# Extrait fourni
=-=-=
Depuis le début de l’année, la crise économique mondiale, qui révèle l’impasse dans laquelle se trouve le système capitaliste, a provoqué dans de nombreux pays des émeutes de la faim, en même temps que se déroulaient des luttes ouvrières pour des augmentations de salaires, notamment face à la flambée des prix. Le dénominateur commun des émeutes de la faim qui ont explosé depuis ce début d’année un peu partout, en Haïti, au Mexique, aux Philippines, en Égypte, est la flambée du prix des denrées alimentaires ou leur pénurie criante qui ont frappé brutalement les populations pauvres et ouvrières de ces pays.

Les pillages de magasins sont une réaction tout à fait compréhensible face à une situation insupportable, de survie, pour les acteurs de tels actes et leur famille. En ce sens, les émeutes de la faim, même lorsqu’elles provoquent des destructions et des violences, ne sont pas à mettre sur le même plan et n’ont pas la même signification que les émeutes urbaines (comme celles de Brixton en Grande-Bretagne en 1981 et celles des banlieues françaises en 2005) ou les émeutes raciales (comme celles de Los Angeles en 1992)  1.

Bien qu’elles troublent “l’ordre public” et provoquent des dégâts matériels, ces dernières ne servent en fin de compte que les intérêts de la bourgeoisie qui est tout à fait capable de les retourner non seulement contre les émeutiers eux-mêmes, mais aussi contre l’ensemble de la classe ouvrière. En particulier, ces manifestations de violence désespérées (et dans lesquelles sont souvent impliqués des éléments du lumpenproletariat) offrent toujours une occasion à la classe dominante de renforcer son appareil de répression. Ce type d’émeutes est un pur produit de la décomposition du système capitaliste. Elles sont une expression du désespoir et du “no future” qu’il engendre et qui se manifeste par leur caractère totalement absurde. Il en est ainsi par exemple des émeutes qui ont embrasé les banlieues en France en novembre 2005 où ce ne sont nullement dans les quartiers riches habités par les exploiteurs que les jeunes ont déchaîné leurs actions violentes mais dans leurs propres quartiers qui sont devenus encore plus sinistrés et invivables qu’auparavant. De plus, le fait que ce soit leur propre famille, leurs voisins ou leurs proches qui aient été les principales victimes des déprédations révèle le caractère totalement aveugle, désespéré et suicidaire de ce type d’émeutes. Ce sont en effet les voitures des ouvriers vivant dans ces quartiers qui ont été incendiées, des écoles ou des gymnases fréquentés par leurs frères, leurs sœurs ou les enfants de leurs voisins qui ont été détruits. Et c’est justement du fait de l’absurdité de ces émeutes que la bourgeoisie a pu les utiliser et les retourner contre la classe ouvrière. C’est ainsi que leur médiatisation à outrance a permis à la classe dominante de pousser un maximum d’ouvriers des quartiers populaires à considérer les jeunes émeutiers non pas comme des victimes du capitalisme en crise, mais comme des “voyous”. Elles ne pouvaient que venir saper toute réaction de solidarité de la classe ouvrière envers ces jeunes.
=-=-=
# Exercice proposé 1
D'après l'extrait fourni, quel est le dénominateur commun des émeutes de la faim qui ont éclaté depuis le début de l'année ?

# Données
=-=-=
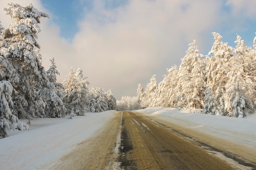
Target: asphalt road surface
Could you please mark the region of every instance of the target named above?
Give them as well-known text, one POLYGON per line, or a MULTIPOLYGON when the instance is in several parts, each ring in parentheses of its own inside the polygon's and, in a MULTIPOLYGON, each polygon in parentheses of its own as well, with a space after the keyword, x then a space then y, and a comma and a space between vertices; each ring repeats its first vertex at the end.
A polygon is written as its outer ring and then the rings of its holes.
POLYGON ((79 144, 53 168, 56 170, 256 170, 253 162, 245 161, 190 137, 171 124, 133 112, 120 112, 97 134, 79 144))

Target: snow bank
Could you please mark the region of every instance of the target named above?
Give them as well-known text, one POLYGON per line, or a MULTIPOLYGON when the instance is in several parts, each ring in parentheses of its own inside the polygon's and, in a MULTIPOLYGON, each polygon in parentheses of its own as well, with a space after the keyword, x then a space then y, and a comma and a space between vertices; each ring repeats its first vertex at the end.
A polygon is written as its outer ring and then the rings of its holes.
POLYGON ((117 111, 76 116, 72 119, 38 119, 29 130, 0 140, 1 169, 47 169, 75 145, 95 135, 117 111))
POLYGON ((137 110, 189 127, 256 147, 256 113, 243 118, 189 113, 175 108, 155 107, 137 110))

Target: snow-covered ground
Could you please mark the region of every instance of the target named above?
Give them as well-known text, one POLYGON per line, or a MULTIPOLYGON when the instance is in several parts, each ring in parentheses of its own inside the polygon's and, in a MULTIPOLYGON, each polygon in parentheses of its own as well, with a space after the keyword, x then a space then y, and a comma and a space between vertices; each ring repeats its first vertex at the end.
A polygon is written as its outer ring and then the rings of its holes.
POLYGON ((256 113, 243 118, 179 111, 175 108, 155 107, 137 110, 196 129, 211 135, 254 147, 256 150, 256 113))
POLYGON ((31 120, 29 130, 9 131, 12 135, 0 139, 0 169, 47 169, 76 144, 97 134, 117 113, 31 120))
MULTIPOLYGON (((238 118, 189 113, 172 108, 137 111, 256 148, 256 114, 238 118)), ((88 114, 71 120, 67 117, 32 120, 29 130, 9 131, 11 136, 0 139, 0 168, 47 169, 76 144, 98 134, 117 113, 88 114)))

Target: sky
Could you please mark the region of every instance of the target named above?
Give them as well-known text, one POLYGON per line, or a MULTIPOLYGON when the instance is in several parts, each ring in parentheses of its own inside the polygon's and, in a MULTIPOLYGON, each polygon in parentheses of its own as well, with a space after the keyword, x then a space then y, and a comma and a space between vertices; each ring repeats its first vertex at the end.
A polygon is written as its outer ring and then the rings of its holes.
=-=-=
# Exercice proposé 2
Transforme en tableau Markdown à deux colonnes, Num et Contenu, le passage de la liste qui va de son début jusqu'à la ligne contenant « POLYGON ((79 144, 53 », cette ligne comprise. Omets les lignes vides et laisse les images de côté.

# Résultat attendu 1
La flambée du prix des denrées alimentaires ou leur pénurie criante, qui ont frappé brutalement les populations pauvres et ouvrières de ces pays.

# Résultat attendu 2
| Num | Contenu |
|---|---|
| 1 | Target: asphalt road surface |
| 2 | Could you please mark the region of every instance of the target named above? |
| 3 | Give them as well-known text, one POLYGON per line, or a MULTIPOLYGON when the instance is in several parts, each ring in parentheses of its own inside the polygon's and, in a MULTIPOLYGON, each polygon in parentheses of its own as well, with a space after the keyword, x then a space then y, and a comma and a space between vertices; each ring repeats its first vertex at the end. |
| 4 | A polygon is written as its outer ring and then the rings of its holes. |
| 5 | POLYGON ((79 144, 53 168, 56 170, 256 170, 253 162, 245 161, 190 137, 171 124, 133 112, 120 112, 97 134, 79 144)) |